[[ TEXT SECTION open ]]
Probabilistic Inference for Generative Models: Enabling Scientific Discovery with Statistical Insights - Luhuan Wu

  • Starts: 10:00 am on Wednesday, February 26, 2025
  • Ends: 11:00 am on Wednesday, February 26, 2025
Abstract: Generative models extensively trained on domain data hold immense potential for scientific discovery, but unlocking their utility requires principled statistical tools to extract meaningful insights. In this talk, Luhan will present her work developing conditional inference methods for diffusion models — a class of generative models powering breakthroughs in protein design, image generation, and beyond. By leveraging the sequential Monte Carlo framework, her approach enables efficient and accurate sampling of outputs from pretrained diffusion models that satisfy domain-specific constraints. She will demonstrate its success in a protein design task, where the method generates protein structures with desired functional segments. Building on this work, she will outline her vision to establish a scalable and reliable probabilistic machine learning framework that bridges statistics, generative models, and modern scientific challenges. Bio: Luhuan Wu is a PhD candidate in the Department of Statistics at Columbia University, where she is co-advised by Prof. David Blei and Prof. John Cunningham. Her research focuses on developing probabilistic machine learning methods to address challenges in modern scientific applications, including astrophysics, biology, and protein science. Her work spans large-scale spatio-temporal modeling, approximate inference, deep generative models, uncertainty quantification, and Bayesian modeling.
[[ TEXT SECTION closed ]]
[[ MATERIAL PROVIDED open ]]
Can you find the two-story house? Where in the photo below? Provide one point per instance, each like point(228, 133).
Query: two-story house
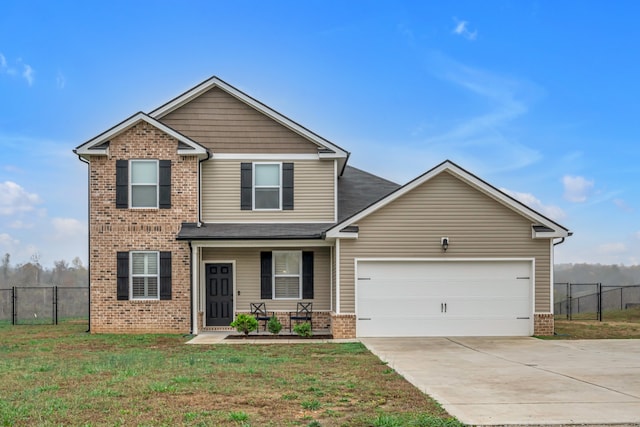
[[ MATERIAL PROVIDED closed ]]
From the talk announcement above, list every area that Luhuan Wu's work is said to span.

- Large-scale spatio-temporal modeling
- Approximate inference
- Deep generative models
- Uncertainty quantification
- Bayesian modeling